(Stored data entries)
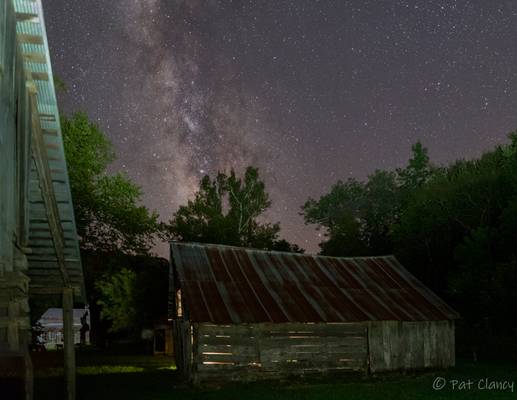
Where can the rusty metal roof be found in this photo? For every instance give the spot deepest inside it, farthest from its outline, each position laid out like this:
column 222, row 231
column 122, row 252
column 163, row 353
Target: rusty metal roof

§ **GOAL**
Recast the lines of all the items above as a JSON list of strings, one string per line, leaving out blank lines and the pictures.

§ **RESPONSE BELOW**
[
  "Where can the rusty metal roof be found in this photo? For every instance give the spot deepest inside it, farthest from its outline, each position laid out like this:",
  "column 222, row 231",
  "column 122, row 252",
  "column 163, row 353",
  "Target: rusty metal roof"
]